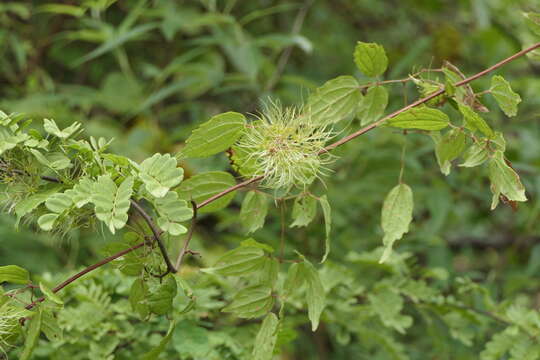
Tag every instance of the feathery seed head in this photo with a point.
(283, 144)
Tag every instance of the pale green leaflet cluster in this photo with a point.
(283, 145)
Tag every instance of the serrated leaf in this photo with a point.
(334, 100)
(387, 304)
(59, 202)
(159, 174)
(251, 302)
(263, 348)
(475, 121)
(533, 21)
(137, 298)
(238, 262)
(216, 135)
(451, 145)
(370, 58)
(172, 212)
(372, 105)
(253, 211)
(32, 336)
(327, 213)
(422, 118)
(49, 294)
(504, 180)
(46, 222)
(315, 294)
(155, 352)
(304, 210)
(507, 99)
(51, 127)
(14, 274)
(113, 202)
(474, 156)
(205, 185)
(295, 278)
(161, 298)
(396, 216)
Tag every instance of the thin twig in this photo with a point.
(328, 148)
(87, 270)
(188, 238)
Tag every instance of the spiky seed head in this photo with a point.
(283, 144)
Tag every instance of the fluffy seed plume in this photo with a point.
(283, 144)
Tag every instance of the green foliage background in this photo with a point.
(148, 72)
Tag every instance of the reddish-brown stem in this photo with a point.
(185, 248)
(156, 232)
(86, 271)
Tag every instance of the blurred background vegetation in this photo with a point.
(147, 72)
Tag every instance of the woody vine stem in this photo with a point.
(185, 248)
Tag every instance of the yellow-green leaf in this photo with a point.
(396, 216)
(215, 135)
(422, 118)
(370, 58)
(507, 99)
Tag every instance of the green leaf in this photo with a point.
(295, 279)
(83, 192)
(334, 100)
(32, 336)
(112, 202)
(51, 127)
(268, 272)
(451, 145)
(372, 105)
(422, 118)
(533, 21)
(370, 58)
(161, 298)
(254, 243)
(137, 298)
(251, 302)
(507, 99)
(263, 349)
(155, 352)
(238, 262)
(304, 210)
(172, 211)
(159, 174)
(253, 211)
(205, 185)
(14, 274)
(29, 204)
(327, 213)
(474, 156)
(475, 121)
(214, 136)
(315, 295)
(504, 180)
(46, 222)
(387, 304)
(59, 202)
(50, 326)
(396, 216)
(49, 294)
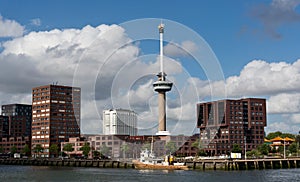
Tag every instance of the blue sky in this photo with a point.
(238, 32)
(227, 26)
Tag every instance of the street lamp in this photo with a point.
(245, 147)
(284, 148)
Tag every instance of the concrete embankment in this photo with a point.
(249, 164)
(244, 164)
(67, 162)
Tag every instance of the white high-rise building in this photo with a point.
(119, 122)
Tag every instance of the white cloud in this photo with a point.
(36, 22)
(284, 103)
(111, 74)
(183, 49)
(10, 28)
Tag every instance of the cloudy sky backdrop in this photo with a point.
(252, 47)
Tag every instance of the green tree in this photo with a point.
(293, 147)
(236, 148)
(124, 149)
(280, 149)
(26, 150)
(273, 135)
(53, 149)
(147, 146)
(38, 148)
(287, 135)
(264, 149)
(202, 152)
(96, 153)
(13, 149)
(68, 147)
(171, 147)
(86, 149)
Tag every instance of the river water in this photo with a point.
(45, 173)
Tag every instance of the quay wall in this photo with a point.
(249, 164)
(67, 162)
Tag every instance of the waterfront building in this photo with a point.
(4, 126)
(55, 115)
(77, 143)
(119, 122)
(109, 145)
(227, 122)
(19, 119)
(7, 143)
(125, 146)
(278, 141)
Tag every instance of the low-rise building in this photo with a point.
(227, 122)
(77, 143)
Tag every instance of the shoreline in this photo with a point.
(227, 165)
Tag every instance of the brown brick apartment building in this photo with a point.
(226, 122)
(55, 115)
(19, 116)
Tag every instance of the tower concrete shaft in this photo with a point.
(162, 86)
(162, 125)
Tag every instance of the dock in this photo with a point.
(249, 164)
(206, 164)
(67, 162)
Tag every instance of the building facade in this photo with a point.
(227, 122)
(20, 118)
(4, 126)
(55, 115)
(77, 143)
(8, 143)
(119, 122)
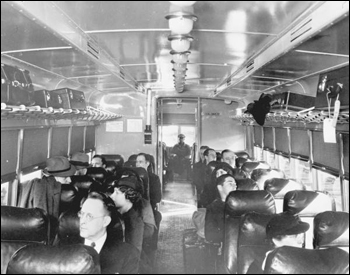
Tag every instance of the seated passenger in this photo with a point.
(95, 216)
(283, 229)
(98, 161)
(80, 162)
(229, 157)
(214, 219)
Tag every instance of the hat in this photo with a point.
(285, 224)
(131, 182)
(59, 167)
(80, 160)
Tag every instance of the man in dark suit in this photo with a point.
(116, 257)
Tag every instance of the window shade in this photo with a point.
(258, 136)
(77, 140)
(346, 152)
(35, 146)
(300, 143)
(90, 138)
(325, 154)
(282, 141)
(9, 147)
(59, 143)
(268, 138)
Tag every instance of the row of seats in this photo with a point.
(247, 214)
(25, 245)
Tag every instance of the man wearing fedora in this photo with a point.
(282, 230)
(180, 157)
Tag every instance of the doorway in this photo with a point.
(176, 116)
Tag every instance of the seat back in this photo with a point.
(294, 260)
(307, 204)
(331, 229)
(279, 187)
(252, 243)
(237, 204)
(66, 259)
(19, 227)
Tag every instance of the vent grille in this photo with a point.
(93, 49)
(250, 66)
(301, 29)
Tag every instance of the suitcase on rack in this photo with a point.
(71, 99)
(45, 99)
(16, 86)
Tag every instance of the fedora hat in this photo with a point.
(285, 224)
(80, 160)
(59, 167)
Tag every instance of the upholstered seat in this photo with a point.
(293, 260)
(19, 227)
(331, 229)
(66, 259)
(237, 204)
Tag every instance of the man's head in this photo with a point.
(225, 184)
(95, 215)
(143, 160)
(201, 152)
(286, 229)
(98, 161)
(209, 155)
(229, 157)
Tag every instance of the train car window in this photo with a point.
(33, 140)
(284, 165)
(302, 173)
(330, 184)
(346, 154)
(90, 139)
(258, 137)
(258, 153)
(59, 143)
(299, 143)
(325, 154)
(9, 147)
(77, 140)
(4, 193)
(282, 142)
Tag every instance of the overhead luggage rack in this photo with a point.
(303, 117)
(37, 112)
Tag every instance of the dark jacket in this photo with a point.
(214, 221)
(155, 190)
(119, 257)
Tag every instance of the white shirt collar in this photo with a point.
(98, 244)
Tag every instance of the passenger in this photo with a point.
(214, 219)
(282, 230)
(80, 162)
(180, 157)
(98, 161)
(96, 216)
(229, 157)
(199, 170)
(155, 188)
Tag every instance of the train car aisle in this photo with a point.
(177, 208)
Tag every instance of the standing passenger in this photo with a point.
(155, 188)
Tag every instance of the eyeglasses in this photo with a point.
(88, 217)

**TASK DESCRIPTION**
Give the material above as a JSON list of strings, one string per line, with blank lines and pictures left out.

**SOLVED PROBLEM**
[
  "Tag every instance of the feathery seed head in this photo with a point.",
  "(283, 144)",
  "Tag every instance of the pale green leaflet cluster in this photo with a point.",
  "(283, 145)",
  "Tag every instance of the serrated leaf in this photo with a point.",
  "(334, 100)",
  "(387, 304)",
  "(59, 202)",
  "(159, 174)",
  "(251, 302)",
  "(263, 348)",
  "(475, 121)",
  "(533, 21)",
  "(137, 298)",
  "(238, 262)",
  "(216, 135)",
  "(451, 145)",
  "(370, 58)",
  "(172, 212)",
  "(372, 105)",
  "(253, 211)",
  "(32, 336)",
  "(327, 213)",
  "(422, 118)",
  "(49, 294)",
  "(504, 180)",
  "(46, 222)",
  "(315, 294)",
  "(155, 352)",
  "(304, 210)",
  "(507, 99)",
  "(51, 127)",
  "(14, 274)",
  "(113, 202)",
  "(474, 156)",
  "(205, 185)",
  "(295, 278)",
  "(161, 298)",
  "(396, 216)",
  "Tag every instance of the thin twig in this photo with a point.",
  "(328, 148)",
  "(87, 270)",
  "(188, 238)",
  "Tag every instance of the spiky seed head in this photo with a point.",
  "(283, 144)",
  "Tag every instance of the fluffy seed plume in this photo with a point.",
  "(283, 144)",
  "Tag every instance of the green foliage background in this photo with a point.",
  "(148, 72)",
  "Tag every instance of the reddish-brown stem in this photo with a point.",
  "(185, 248)",
  "(156, 232)",
  "(86, 271)",
  "Tag every instance of the blurred background vegetation in this photo with a point.",
  "(147, 72)",
  "Tag every instance of the woody vine stem in this photo with a point.",
  "(185, 248)",
  "Tag every instance of the yellow-green leaf in this photo with a point.",
  "(396, 216)",
  "(215, 135)",
  "(422, 118)",
  "(370, 58)",
  "(507, 99)",
  "Tag every instance of the green leaf in this photo with a point.",
  "(295, 279)",
  "(83, 192)",
  "(334, 100)",
  "(32, 336)",
  "(112, 202)",
  "(51, 127)",
  "(268, 272)",
  "(451, 145)",
  "(372, 105)",
  "(422, 118)",
  "(533, 21)",
  "(370, 58)",
  "(161, 298)",
  "(254, 243)",
  "(137, 298)",
  "(251, 302)",
  "(507, 99)",
  "(263, 349)",
  "(155, 352)",
  "(238, 262)",
  "(304, 210)",
  "(172, 211)",
  "(159, 174)",
  "(253, 211)",
  "(205, 185)",
  "(14, 274)",
  "(29, 204)",
  "(327, 213)",
  "(474, 156)",
  "(475, 121)",
  "(214, 136)",
  "(315, 295)",
  "(504, 180)",
  "(46, 222)",
  "(387, 304)",
  "(59, 202)",
  "(50, 326)",
  "(396, 216)",
  "(49, 294)",
  "Tag every instance of the blue sky in this photo with a point.",
  "(238, 32)",
  "(227, 26)",
  "Tag every instance of the street lamp in this photo with a point.",
  "(245, 147)",
  "(284, 148)",
  "Tag every instance of the concrete embankment in this photo with a point.",
  "(249, 164)",
  "(244, 164)",
  "(67, 162)",
  "Tag every instance of the white high-rise building in this photo with a point.",
  "(119, 122)",
  "Tag every instance of the white cloud in this photo with a point.",
  "(36, 22)",
  "(284, 103)",
  "(111, 74)",
  "(183, 49)",
  "(10, 28)",
  "Tag every instance of the cloudy sky backdrop in this photo with a point.",
  "(252, 47)",
  "Tag every instance of the green tree in this photo with a point.",
  "(293, 147)",
  "(236, 148)",
  "(124, 149)",
  "(280, 149)",
  "(26, 150)",
  "(273, 135)",
  "(53, 149)",
  "(147, 146)",
  "(38, 148)",
  "(287, 135)",
  "(264, 149)",
  "(202, 152)",
  "(96, 153)",
  "(13, 149)",
  "(68, 147)",
  "(171, 147)",
  "(86, 149)",
  "Tag every instance of the river water in this photo with a point.",
  "(45, 173)",
  "Tag every instance of the quay wall in this photo with a point.",
  "(249, 164)",
  "(67, 162)",
  "Tag every instance of the waterfront building in this photo with a point.",
  "(4, 126)",
  "(55, 115)",
  "(77, 143)",
  "(119, 122)",
  "(109, 145)",
  "(227, 122)",
  "(19, 119)",
  "(7, 143)",
  "(125, 146)",
  "(278, 141)",
  "Tag every instance of the low-rise building in this photo with a point.",
  "(227, 122)",
  "(77, 143)",
  "Tag every instance of the shoreline in this photo with a point.",
  "(227, 165)",
  "Tag every instance of the brown brick apartment building in this photo with a point.",
  "(226, 122)",
  "(55, 115)",
  "(19, 116)",
  "Tag every instance of the tower concrete shaft in this photo with a point.",
  "(162, 86)",
  "(162, 125)",
  "Tag every instance of the dock in this photo with a point.",
  "(249, 164)",
  "(206, 164)",
  "(67, 162)",
  "Tag every instance of the building facade in this photo with a point.",
  "(227, 122)",
  "(20, 118)",
  "(4, 126)",
  "(55, 115)",
  "(77, 143)",
  "(8, 143)",
  "(119, 122)",
  "Tag every instance of the seated passenger in this photo with a point.",
  "(95, 216)",
  "(283, 229)",
  "(98, 161)",
  "(80, 162)",
  "(229, 157)",
  "(214, 219)",
  "Tag every instance of the hat in this photo with a point.",
  "(285, 224)",
  "(131, 182)",
  "(59, 167)",
  "(80, 160)",
  "Tag every instance of the man in dark suit in this photo with a point.",
  "(116, 257)",
  "Tag every instance of the window shade in this photo with a point.",
  "(258, 136)",
  "(77, 140)",
  "(346, 152)",
  "(35, 146)",
  "(300, 143)",
  "(90, 138)",
  "(325, 154)",
  "(282, 141)",
  "(9, 147)",
  "(59, 143)",
  "(268, 138)",
  "Tag every instance of the row of seats in this photo with a point.",
  "(247, 214)",
  "(25, 245)",
  "Tag every instance of the man wearing fedora in this photo with a point.",
  "(282, 230)",
  "(180, 157)",
  "Tag every instance of the doorway in this photo with a point.",
  "(176, 116)",
  "Tag every instance of the seat back in this photo with a point.",
  "(294, 260)",
  "(307, 204)",
  "(331, 229)",
  "(279, 187)",
  "(252, 243)",
  "(237, 204)",
  "(66, 259)",
  "(19, 227)",
  "Tag every instance of the vent grille in this photo with a point.",
  "(93, 49)",
  "(250, 66)",
  "(301, 29)",
  "Tag every instance of the suitcase on rack in this photo with a point.",
  "(71, 99)",
  "(45, 99)",
  "(16, 86)",
  "Tag every instance of the fedora hat in this photo with a point.",
  "(285, 224)",
  "(80, 160)",
  "(59, 167)",
  "Tag every instance of the upholstered seat in this photo with a point.",
  "(293, 260)",
  "(19, 227)",
  "(331, 229)",
  "(66, 259)",
  "(237, 204)",
  "Tag every instance of the man's head in this photo with a point.",
  "(225, 184)",
  "(95, 215)",
  "(143, 160)",
  "(201, 152)",
  "(286, 229)",
  "(98, 161)",
  "(209, 155)",
  "(229, 157)",
  "Tag every instance of the train car window in this photo with a point.",
  "(33, 140)",
  "(284, 165)",
  "(302, 173)",
  "(330, 184)",
  "(346, 154)",
  "(90, 139)",
  "(258, 137)",
  "(258, 153)",
  "(59, 143)",
  "(299, 143)",
  "(325, 154)",
  "(9, 147)",
  "(77, 140)",
  "(4, 193)",
  "(282, 142)",
  "Tag every instance of the overhead luggage rack in this photo with a point.",
  "(303, 117)",
  "(37, 112)",
  "Tag every instance of the dark jacket in this photo with a point.",
  "(214, 221)",
  "(155, 190)",
  "(119, 257)",
  "Tag every instance of the white shirt collar in this photo with a point.",
  "(98, 244)",
  "Tag every instance of the passenger in this photo with a point.",
  "(214, 219)",
  "(282, 230)",
  "(80, 162)",
  "(180, 157)",
  "(98, 161)",
  "(96, 216)",
  "(229, 157)",
  "(199, 170)",
  "(155, 188)",
  "Tag every instance of the train car aisle in this photo with a point.",
  "(177, 208)",
  "Tag every instance of the standing passenger in this photo with a point.",
  "(155, 188)",
  "Tag every instance of the eyeglasses in this photo with a point.",
  "(88, 217)"
]